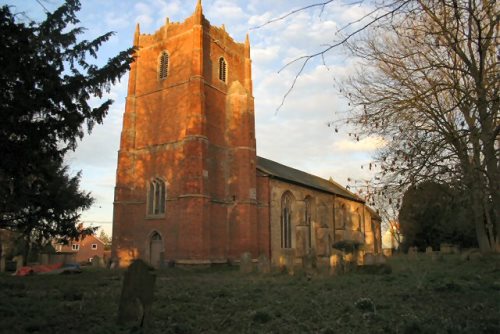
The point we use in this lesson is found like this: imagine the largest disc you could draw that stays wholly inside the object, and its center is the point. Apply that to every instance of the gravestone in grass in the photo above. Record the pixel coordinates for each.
(264, 265)
(369, 259)
(335, 264)
(287, 261)
(246, 265)
(309, 262)
(97, 262)
(137, 295)
(19, 259)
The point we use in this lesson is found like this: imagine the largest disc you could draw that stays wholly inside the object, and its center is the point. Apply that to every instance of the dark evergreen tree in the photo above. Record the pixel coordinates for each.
(46, 82)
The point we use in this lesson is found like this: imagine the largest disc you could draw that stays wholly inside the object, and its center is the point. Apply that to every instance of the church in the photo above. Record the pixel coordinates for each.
(190, 188)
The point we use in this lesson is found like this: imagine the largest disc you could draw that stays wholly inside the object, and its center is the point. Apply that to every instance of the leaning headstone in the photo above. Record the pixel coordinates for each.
(429, 250)
(369, 259)
(445, 248)
(380, 259)
(137, 295)
(471, 254)
(322, 237)
(412, 252)
(97, 262)
(246, 265)
(44, 258)
(287, 261)
(309, 262)
(19, 261)
(264, 265)
(360, 257)
(300, 241)
(335, 264)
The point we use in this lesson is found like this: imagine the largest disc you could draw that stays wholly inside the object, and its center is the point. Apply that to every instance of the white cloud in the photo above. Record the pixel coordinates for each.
(369, 144)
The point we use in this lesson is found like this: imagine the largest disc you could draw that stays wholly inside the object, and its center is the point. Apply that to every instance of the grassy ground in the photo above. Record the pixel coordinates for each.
(419, 296)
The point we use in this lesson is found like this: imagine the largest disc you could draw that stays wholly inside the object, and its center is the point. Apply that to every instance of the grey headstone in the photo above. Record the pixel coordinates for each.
(335, 264)
(264, 265)
(19, 261)
(246, 265)
(380, 259)
(137, 295)
(44, 258)
(97, 262)
(412, 252)
(322, 241)
(287, 261)
(445, 248)
(369, 259)
(309, 262)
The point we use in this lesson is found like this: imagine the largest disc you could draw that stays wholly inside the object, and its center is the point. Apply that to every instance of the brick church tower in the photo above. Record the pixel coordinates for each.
(186, 177)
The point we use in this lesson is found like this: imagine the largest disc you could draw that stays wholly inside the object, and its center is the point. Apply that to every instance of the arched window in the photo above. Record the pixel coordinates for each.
(156, 197)
(163, 66)
(342, 216)
(222, 69)
(307, 219)
(286, 220)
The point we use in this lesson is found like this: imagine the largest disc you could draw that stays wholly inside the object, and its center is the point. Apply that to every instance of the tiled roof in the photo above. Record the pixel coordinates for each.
(296, 176)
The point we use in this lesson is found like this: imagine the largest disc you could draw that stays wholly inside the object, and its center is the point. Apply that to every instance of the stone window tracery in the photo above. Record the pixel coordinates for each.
(163, 66)
(222, 69)
(156, 197)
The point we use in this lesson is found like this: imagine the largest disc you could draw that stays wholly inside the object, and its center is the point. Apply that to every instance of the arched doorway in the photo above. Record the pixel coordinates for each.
(155, 249)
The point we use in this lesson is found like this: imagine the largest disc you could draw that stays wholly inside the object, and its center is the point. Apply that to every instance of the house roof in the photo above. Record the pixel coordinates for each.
(299, 177)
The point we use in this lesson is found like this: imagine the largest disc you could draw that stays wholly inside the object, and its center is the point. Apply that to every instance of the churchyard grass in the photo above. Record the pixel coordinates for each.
(447, 295)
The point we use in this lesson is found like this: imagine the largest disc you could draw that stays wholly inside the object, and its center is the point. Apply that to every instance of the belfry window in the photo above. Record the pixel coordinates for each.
(163, 66)
(156, 197)
(307, 220)
(222, 69)
(286, 220)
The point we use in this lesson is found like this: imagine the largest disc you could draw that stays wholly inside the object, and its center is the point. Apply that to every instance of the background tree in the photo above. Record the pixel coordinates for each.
(432, 94)
(46, 83)
(429, 87)
(433, 213)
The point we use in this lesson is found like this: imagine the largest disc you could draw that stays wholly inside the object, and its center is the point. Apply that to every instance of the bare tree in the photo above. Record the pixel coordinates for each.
(432, 93)
(429, 86)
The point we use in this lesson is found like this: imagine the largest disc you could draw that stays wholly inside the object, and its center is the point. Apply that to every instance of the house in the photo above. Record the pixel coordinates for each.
(84, 249)
(190, 187)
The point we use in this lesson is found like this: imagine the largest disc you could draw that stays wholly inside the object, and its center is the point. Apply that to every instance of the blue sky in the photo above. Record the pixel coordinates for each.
(297, 135)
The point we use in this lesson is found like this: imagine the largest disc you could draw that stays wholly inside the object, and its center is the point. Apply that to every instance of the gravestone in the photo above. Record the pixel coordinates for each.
(44, 258)
(287, 261)
(19, 261)
(137, 295)
(301, 242)
(322, 241)
(264, 265)
(360, 257)
(97, 262)
(445, 248)
(412, 252)
(335, 264)
(309, 262)
(369, 259)
(380, 259)
(246, 265)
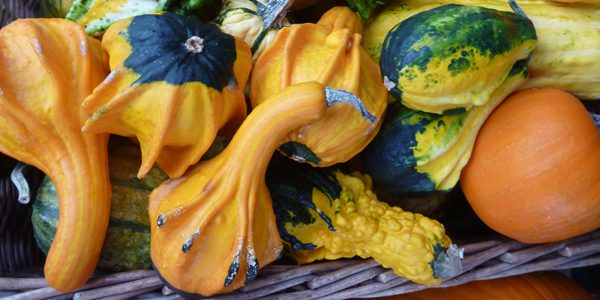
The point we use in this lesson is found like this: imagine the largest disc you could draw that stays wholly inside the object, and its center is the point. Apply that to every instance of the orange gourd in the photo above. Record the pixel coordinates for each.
(328, 52)
(341, 17)
(534, 174)
(214, 227)
(548, 286)
(47, 68)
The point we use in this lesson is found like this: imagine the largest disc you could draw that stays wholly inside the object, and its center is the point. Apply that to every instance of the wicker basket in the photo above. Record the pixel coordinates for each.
(490, 257)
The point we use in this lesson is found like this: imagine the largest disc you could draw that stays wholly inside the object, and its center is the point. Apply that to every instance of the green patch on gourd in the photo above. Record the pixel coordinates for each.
(453, 56)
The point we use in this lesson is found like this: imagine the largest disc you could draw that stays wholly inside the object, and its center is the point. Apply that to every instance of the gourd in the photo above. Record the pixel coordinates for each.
(534, 174)
(47, 67)
(566, 54)
(328, 214)
(302, 4)
(334, 58)
(97, 15)
(453, 56)
(366, 7)
(421, 153)
(213, 228)
(254, 21)
(55, 8)
(175, 82)
(546, 285)
(127, 242)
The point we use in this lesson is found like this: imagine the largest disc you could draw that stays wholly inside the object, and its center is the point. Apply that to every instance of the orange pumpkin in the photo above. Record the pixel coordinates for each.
(534, 174)
(548, 286)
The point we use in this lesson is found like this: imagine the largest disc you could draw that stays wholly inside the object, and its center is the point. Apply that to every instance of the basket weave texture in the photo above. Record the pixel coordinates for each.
(491, 257)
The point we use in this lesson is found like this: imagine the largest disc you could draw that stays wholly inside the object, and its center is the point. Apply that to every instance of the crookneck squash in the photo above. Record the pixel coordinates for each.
(418, 153)
(175, 82)
(328, 214)
(47, 68)
(127, 242)
(333, 57)
(565, 55)
(254, 21)
(534, 174)
(453, 56)
(97, 15)
(213, 228)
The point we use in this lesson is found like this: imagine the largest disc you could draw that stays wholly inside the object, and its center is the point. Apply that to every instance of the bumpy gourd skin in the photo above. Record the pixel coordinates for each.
(331, 55)
(47, 68)
(329, 215)
(453, 56)
(175, 82)
(214, 227)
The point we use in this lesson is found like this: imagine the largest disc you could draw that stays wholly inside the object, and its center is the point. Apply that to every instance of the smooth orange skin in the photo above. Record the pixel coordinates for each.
(341, 17)
(548, 286)
(47, 68)
(534, 174)
(226, 200)
(328, 52)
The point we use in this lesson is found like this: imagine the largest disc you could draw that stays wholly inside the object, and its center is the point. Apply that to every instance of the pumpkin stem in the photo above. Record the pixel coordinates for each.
(195, 44)
(19, 180)
(516, 8)
(333, 96)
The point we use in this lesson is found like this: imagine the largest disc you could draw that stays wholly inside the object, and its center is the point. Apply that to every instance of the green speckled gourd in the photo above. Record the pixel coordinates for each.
(419, 153)
(127, 243)
(568, 39)
(453, 56)
(327, 214)
(97, 15)
(246, 19)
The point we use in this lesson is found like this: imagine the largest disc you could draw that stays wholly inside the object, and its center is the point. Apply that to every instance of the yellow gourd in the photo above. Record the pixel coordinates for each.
(47, 68)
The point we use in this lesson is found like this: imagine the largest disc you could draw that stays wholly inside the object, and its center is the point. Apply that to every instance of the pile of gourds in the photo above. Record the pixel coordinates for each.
(430, 112)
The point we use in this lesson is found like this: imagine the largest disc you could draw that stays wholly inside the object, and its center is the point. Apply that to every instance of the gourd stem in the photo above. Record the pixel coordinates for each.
(596, 118)
(272, 13)
(195, 44)
(516, 8)
(18, 179)
(447, 262)
(333, 96)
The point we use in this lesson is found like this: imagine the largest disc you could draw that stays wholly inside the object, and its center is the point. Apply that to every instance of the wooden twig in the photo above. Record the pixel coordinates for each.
(341, 273)
(48, 292)
(119, 289)
(297, 272)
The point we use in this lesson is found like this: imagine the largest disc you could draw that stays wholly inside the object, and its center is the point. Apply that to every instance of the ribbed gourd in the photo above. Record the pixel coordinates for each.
(566, 56)
(332, 56)
(254, 21)
(175, 82)
(328, 214)
(47, 68)
(127, 243)
(419, 153)
(213, 228)
(453, 56)
(97, 15)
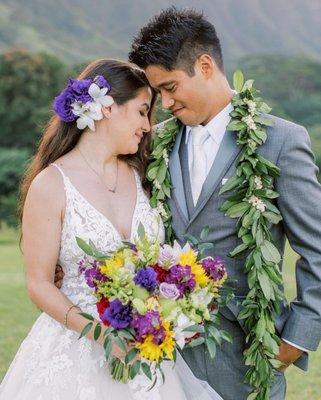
+ + +
#### Required work
Retype exactly, please, the span from the line holding "of the ribbed" through the closing line of the data, both ends included, without the pictures.

#### Response to this exercise
The point we use in this lesson is found like this: imagine the largest disc you could draw that stays wholly inside the object, and its center is the point. Apply that to every instance of the ribbed gourd in the photo above. Record the pixel coordinates for each.
(566, 56)
(332, 56)
(254, 21)
(175, 82)
(328, 214)
(47, 68)
(127, 243)
(419, 153)
(213, 228)
(453, 56)
(97, 15)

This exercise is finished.